#### Reading passage
[Start of Attachment]

More than two dozen Massachusetts schools were targeted by false reports of school shootings Tuesday.
The reports are the latest in a recent wave of so-called swatting calls targeting schools across the state — last month, more than 30 were targeted, with at least 13 schools in one day.
But what exactly are swatting calls, and should we be talking to kids about them?
What is swatting?
Swatting involves hoax calls made to 911 to illicit heavy police response to a targeted location, according to the FBI. Callers often make false claims about violent crimes, such as a shooting. Schools increasingly have become the targets of swatting.
While some may consider swatting calls a prank, Dr. Chase Samsel, a psychiatrist at Boston Children’s Hospital, said these calls can have serious consequences.
“In the most extreme of terms, it’s harassment and terrorizing kids, families and schools, saying that there’s active shooters or that someone’s getting ready to come and do something at a school and inducing panic and lockdowns and distress,” Samsel said.
How do swatting calls affect kids?
Dr. Neena McConnico, executive director of Boston Medical Center’s Child Witness to Violence Project, said seeing a large police presence in any situation can trigger anxiety and trauma responses.
“It definitely raises people’s anxiety levels,” McConnico said. “And particularly when we’re thinking about schools where for many kids is seen as a safe place for them.”
McConnico said that swatting calls have exacerbated an already-existing fear in students of school shootings, especially following the recent Nashville school shooting.
“With hearing about all of these incidences of school shootings or school violence; that’s just yet another reason for students to be fearful and not want to go to school,” McConnico said.
With recent incidents of mass shootings and swatting calls at schools, Samsel said a number of parents in the past few days have expressed concerns about their kids’ safety and whether they should take them out of school to avoid any risks.
Should parents talk to their kids about swatting calls?
McConnico said that regardless of whether or not children were put in harm by swatting calls, it’s important for parents to talk their kids about what happened and how they felt.
“For a moment, [those kids] really felt as though their well being was was in danger, and just because you learn that wasn’t an actual threat doesn’t necessarily mean that that feeling goes away,” McConnico said. “And there’s that reality of it didn’t happen this time, but it could happen next time.”
Samsel said it’s important to approach kids about the topic because of how quickly misinformation about dangerous situations spreads, which can exacerbate an individual’s fear of swatting and shootings.
“It’s best to control the narrative and to stay ahead of these things to be able to talk to kids, and for them to hear from a safe, trusted person about something that’s really scary,” Samsel said.

[End of Attachment]

#### Input data

[Start of Attachment]

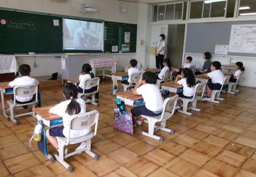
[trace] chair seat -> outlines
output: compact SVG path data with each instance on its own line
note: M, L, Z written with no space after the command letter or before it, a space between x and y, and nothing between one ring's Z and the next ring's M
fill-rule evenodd
M164 112L163 116L163 120L168 119L170 117L172 116L172 114L170 113ZM160 120L161 119L161 114L159 115L156 116L148 116L144 115L141 115L141 116L146 118L147 119L155 119L156 121Z
M77 144L81 142L84 141L88 139L92 138L93 137L93 134L91 132L89 134L86 135L85 136L80 137L78 138L70 138L70 144ZM63 143L67 143L67 138L66 137L56 137L56 138L58 139L59 140L63 142Z
M9 105L14 105L14 102L13 102L12 99L8 100L7 100L7 103ZM33 102L29 103L26 103L26 104L17 104L16 103L16 106L26 106L26 105L33 105L33 104L34 104L35 103L35 100L34 102Z

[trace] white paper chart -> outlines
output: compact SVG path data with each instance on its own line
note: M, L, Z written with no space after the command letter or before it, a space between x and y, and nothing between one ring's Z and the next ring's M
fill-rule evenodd
M232 25L228 52L256 54L256 24Z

[End of Attachment]

#### Directions
A: Print the passage of the article on swatting calls from "McConnico said that swatting" to "avoid any risks.", word for word.
B: Answer these questions from the article on swatting calls:
(i) How many schools were targeted by swatting calls last month?
(ii) At which hospital does Dr. Chase Samsel work as a psychiatrist?
(iii) What project does Dr. Neena McConnico lead as executive director?

#### Expected responses
A:
McConnico said that swatting calls have exacerbated an already-existing fear in students of school shootings, especially following the recent Nashville school shooting.
“With hearing about all of these incidences of school shootings or school violence; that’s just yet another reason for students to be fearful and not want to go to school,” McConnico said.
With recent incidents of mass shootings and swatting calls at schools, Samsel said a number of parents in the past few days have expressed concerns about their kids’ safety and whether they should take them out of school to avoid any risks.

B:
(i) More than 30.
(ii) Boston Children's Hospital.
(iii) Boston Medical Center's Child Witness to Violence Project.